GIVEN TEXT
MEDIUM: regex: pcre2 support

this adds a support of the newest pcre2 library,
more secure than its older sibling in a cost of a
more complex API.
It works pretty similarly to pcre's part to keep
the overall change smooth,  except :

- we define the string class supported at compile time.
- after matching the ovec data is properly sized, althought
we do not take advantage of it here.
- the lack of jit support is treated less 'dramatically'
as pcre2_jit_compile in this case is 'no-op'.
diff --git a/Makefile b/Makefile
index 9e39485..a87e1e2 100644
--- a/Makefile
+++ b/Makefile
@@ -14,11 +14,14 @@
 #   USE_NETFILTER        : enable netfilter on Linux. Automatic.
 #   USE_PCRE             : enable use of libpcre for regex. Recommended.
 #   USE_PCRE_JIT         : enable JIT for faster regex on libpcre >= 8.32
+#   USE_PCRE2            : enable use of libpcre2 for regex.
+#   USE_PCRE2_JIT        : enable JIT for faster regex on libpcre2
 #   USE_POLL             : enable poll(). Automatic.
 #   USE_PRIVATE_CACHE    : disable shared memory cache of ssl sessions.
 #   USE_PTHREAD_PSHARED  : enable pthread process shared mutex on sslcache.
 #   USE_REGPARM          : enable regparm optimization. Recommended on x86.
 #   USE_STATIC_PCRE      : enable static libpcre. Recommended.
+#   USE_STATIC_PCRE2     : enable static libpcre2.
 #   USE_TPROXY           : enable transparent proxy. Automatic.
 #   USE_LINUX_TPROXY     : enable full transparent proxy. Automatic.
 #   USE_LINUX_SPLICE     : enable kernel 2.6 splicing. Automatic.
@@ -671,6 +674,9 @@
 endif
 
 ifneq ($(USE_PCRE)$(USE_STATIC_PCRE)$(USE_PCRE_JIT),)
+ifneq ($(USE_PCRE2)$(USE_STATIC_PCRE2)$(USE_PCRE2_JIT),)
+$(error cannot compile both PCRE and PCRE2 support)

STORED ROWS
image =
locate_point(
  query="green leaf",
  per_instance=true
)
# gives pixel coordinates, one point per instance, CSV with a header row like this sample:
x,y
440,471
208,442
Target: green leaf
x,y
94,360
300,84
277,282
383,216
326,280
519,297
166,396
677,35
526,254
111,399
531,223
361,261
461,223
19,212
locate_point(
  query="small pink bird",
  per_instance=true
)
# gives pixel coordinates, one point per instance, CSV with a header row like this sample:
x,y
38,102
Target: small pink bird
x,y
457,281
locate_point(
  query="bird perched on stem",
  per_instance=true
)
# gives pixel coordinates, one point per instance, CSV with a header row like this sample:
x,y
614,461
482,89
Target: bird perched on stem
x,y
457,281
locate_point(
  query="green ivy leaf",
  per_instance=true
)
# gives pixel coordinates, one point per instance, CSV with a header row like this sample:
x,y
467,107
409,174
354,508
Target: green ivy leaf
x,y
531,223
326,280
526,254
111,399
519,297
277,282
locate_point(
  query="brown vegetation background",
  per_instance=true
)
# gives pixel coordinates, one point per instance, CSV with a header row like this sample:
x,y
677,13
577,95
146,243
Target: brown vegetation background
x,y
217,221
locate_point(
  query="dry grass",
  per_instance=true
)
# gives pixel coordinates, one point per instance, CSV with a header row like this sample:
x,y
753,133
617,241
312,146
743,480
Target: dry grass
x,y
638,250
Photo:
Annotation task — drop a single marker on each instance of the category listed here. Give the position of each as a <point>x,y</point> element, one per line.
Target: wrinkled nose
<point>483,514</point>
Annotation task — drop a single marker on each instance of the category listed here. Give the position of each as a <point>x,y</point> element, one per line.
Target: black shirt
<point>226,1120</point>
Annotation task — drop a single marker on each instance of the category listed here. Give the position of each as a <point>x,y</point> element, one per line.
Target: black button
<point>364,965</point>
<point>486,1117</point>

WRITTEN TASKS
1 > Edit the pcre2 support patch: write everything from "diff --git a/Makefile" down to "enable poll(). Automatic." again, replacing "regex" with "regular expressions".
2 > Extend the pcre2 support patch, picking up right after its last line.
The data stands apart from the pcre2 support patch.

ANSWERS PER TASK
1 >
diff --git a/Makefile b/Makefile
index 9e39485..a87e1e2 100644
--- a/Makefile
+++ b/Makefile
@@ -14,11 +14,14 @@
 #   USE_NETFILTER        : enable netfilter on Linux. Automatic.
 #   USE_PCRE             : enable use of libpcre for regular expressions. Recommended.
 #   USE_PCRE_JIT         : enable JIT for faster regular expressions on libpcre >= 8.32
+#   USE_PCRE2            : enable use of libpcre2 for regular expressions.
+#   USE_PCRE2_JIT        : enable JIT for faster regular expressions on libpcre2
 #   USE_POLL             : enable poll(). Automatic.

2 >
+endif
 # PCREDIR is used to automatically construct the PCRE_INC and PCRE_LIB paths,
 # by appending /include and /lib respectively. If your system does not use the
 # same sub-directories, simply force these variables instead of PCREDIR. It is
@@ -702,6 +708,54 @@
 endif
 endif
 
+ifneq ($(USE_PCRE2)$(USE_STATIC_PCRE2)$(USE_PCRE2_JIT),)
+PCRE2DIR	:= $(shell pcre2-config --prefix 2>/dev/null || echo /usr/local)
+ifneq ($(PCRE2DIR),)
+PCRE2_INC       := $(PCRE2DIR)/include
+PCRE2_LIB       := $(PCRE2DIR)/lib
+
+ifeq ($(PCRE2_WIDTH),)
+PCRE2_WIDTH	= 8
+endif
+
+ifneq ($(PCRE2_WIDTH),8)
+ifneq ($(PCRE2_WIDTH),16)
+ifneq ($(PCRE2_WIDTH),32)
+$(error PCRE2_WIDTH needs to be set to either 8,16 or 32)
+endif
+endif
+endif
+
+
+PCRE2_LDFLAGS	:= $(shell pcre2-config --libs$(PCRE2_WIDTH) 2>/dev/null || echo -L/usr/local/lib -lpcre2-$(PCRE2_WIDTH))
+
+ifeq ($(PCRE2_LDFLAGS),)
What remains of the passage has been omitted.